>> Begin Excerpt

In this blog, we will discuss the product costing process, Production Order calculation and its variance using the Material Ledger in SAP S/4 HANA Finance.
For Production orders, variance can happen in the consumption of components or materials, consumption of activity types, substitutions on the shop floor, output quantity and so on. My aim is to show how the system captures the production variances using Material Ledger in the SAP S/4HANA system.
When you create a production order in SAP, the system automatically creates a planned cost estimate for that order called preliminary costing. Further, the system calculates the preliminary cost in accordance with the customizing settings in the default values for the order types.
The above image displays both the planned debits for Materials and internal activity allocations. Likewise, it shows the planned credits for goods receipt /delivery. The goods receipt value is based on the calculation of the planned output quantity multiplied by the output material standard price.
Simultaneous costing is the process of capturing actual costs for cost objects, such as manufacturing orders.
Even though we call this process Actual Costs, it is important to distinguish between this term and the Material Ledger term actual cost. In simultaneous costing, actual costs represent the actual quantity consumption but we still evaluate them at the standard price (both material and activity types are standard prices).
On the other hand, the Material Ledger actual costs concept is a periodic calculation. It allocates all the variances of raw material prices, manufacturing process, and overhead cost allocation to stock and consumption.
In this way, we can say that actual costs in the Material Ledger represent the actual quantity consumption value at actual prices.
In the next subsection, we will see examples that illustrate the production order’s actual cost concept.
Now that the production order has been created and released, we can begin allocating costs to them. We will start allocating costs with the process called confirmation. The confirmation registers the processing status of production operations and determines the following.
Also Read: Preliminary Costing in Product Costing
In this step, we will enter the consumption of material components into the production order in the system.
What happens when you consume the material components to produce another material?

>> End Excerpt

> [Written problem]: Carry on the blog about production order costing in SAP S/4HANA, starting right after its last line, and keep writing it in the same manner.

>> Begin Material provided

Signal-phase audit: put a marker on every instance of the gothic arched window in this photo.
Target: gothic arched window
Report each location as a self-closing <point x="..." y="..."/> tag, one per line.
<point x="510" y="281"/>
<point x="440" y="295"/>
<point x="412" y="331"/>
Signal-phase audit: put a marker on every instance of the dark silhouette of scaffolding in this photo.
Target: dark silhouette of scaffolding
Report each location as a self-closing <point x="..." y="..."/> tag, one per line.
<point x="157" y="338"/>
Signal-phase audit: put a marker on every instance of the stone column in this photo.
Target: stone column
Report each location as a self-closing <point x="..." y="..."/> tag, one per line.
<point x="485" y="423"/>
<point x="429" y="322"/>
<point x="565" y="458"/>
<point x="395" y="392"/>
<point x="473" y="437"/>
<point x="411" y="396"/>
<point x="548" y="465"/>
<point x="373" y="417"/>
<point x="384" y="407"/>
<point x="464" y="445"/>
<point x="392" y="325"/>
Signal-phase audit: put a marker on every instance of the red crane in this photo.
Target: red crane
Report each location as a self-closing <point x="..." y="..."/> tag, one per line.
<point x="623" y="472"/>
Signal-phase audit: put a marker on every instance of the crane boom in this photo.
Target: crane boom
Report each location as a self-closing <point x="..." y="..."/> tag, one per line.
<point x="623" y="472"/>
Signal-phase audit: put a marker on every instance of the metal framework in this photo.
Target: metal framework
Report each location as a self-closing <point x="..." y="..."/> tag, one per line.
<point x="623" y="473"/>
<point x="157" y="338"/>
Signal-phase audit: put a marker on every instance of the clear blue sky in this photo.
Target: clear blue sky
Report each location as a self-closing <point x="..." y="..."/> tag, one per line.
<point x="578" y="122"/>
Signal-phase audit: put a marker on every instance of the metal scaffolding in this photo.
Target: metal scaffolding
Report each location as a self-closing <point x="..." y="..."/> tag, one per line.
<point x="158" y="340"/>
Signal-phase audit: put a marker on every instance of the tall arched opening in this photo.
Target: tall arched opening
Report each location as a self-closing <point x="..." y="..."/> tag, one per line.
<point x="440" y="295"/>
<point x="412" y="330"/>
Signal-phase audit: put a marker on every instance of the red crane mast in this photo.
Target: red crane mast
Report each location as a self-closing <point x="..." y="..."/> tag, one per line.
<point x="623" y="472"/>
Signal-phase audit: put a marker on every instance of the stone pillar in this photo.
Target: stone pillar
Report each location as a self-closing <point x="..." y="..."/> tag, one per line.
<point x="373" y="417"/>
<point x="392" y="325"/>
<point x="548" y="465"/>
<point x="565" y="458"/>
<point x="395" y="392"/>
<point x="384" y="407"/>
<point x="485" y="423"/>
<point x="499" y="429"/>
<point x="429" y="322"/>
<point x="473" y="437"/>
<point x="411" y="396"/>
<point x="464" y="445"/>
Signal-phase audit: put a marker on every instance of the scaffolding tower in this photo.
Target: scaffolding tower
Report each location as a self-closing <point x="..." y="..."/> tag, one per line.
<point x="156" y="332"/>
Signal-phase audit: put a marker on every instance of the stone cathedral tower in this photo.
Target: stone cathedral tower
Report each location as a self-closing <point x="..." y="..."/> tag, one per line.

>> End Material provided

> [Final result]:
The system updates the values of those material components as actual costs in the production order. This happens in accordance with the price control of the material master data (S or V).
In my example, all materials have price control S all material movement values are based on the standard price.
In the above image, you can see the system automatically proposes the movement type “261” goods issue for order as well as all the material components based on the production order information. For each line, I changed the suggested consumption quantity based on the production order information for actual consumption quantities.
In this step, we will receive the material produced from the production order. What happens when you post a goods receipt from the production order? Here the material value you receive from the production process is updated as credit in the production order actual costs. The credit value is based on the material price control S or V. Since all our materials have price control S. Thus, the goods receipt value is equal to the quantity of material confirmed multiplied by the standard price.
In the above image, the system automatically proposes the movement type “101”. I.e. Goods receipt into the warehouse as well as the material in the order header.
Also read:- Bills of Material in SAP S/4HANA
We can see that there was variance, which occurs due to the revaluation of activity price and overhead at period end. We can settle this variance with Profitability analysis, Material Ledger & GL (General Ledger) also.
Read:- SAP S/4HANA Finance 2020 Training Details
Hence we learnt how the product costing process works, the working of Production Order calculation and its variance. All this happens by using the Material Ledger. The SAP HANA Finance consultant should be well versed in this whole process to strategically execute this process.
For doing this, you must have a good understanding of SAP Controlling, Product Costing and Material Ledger. So that you can do this work efficiently.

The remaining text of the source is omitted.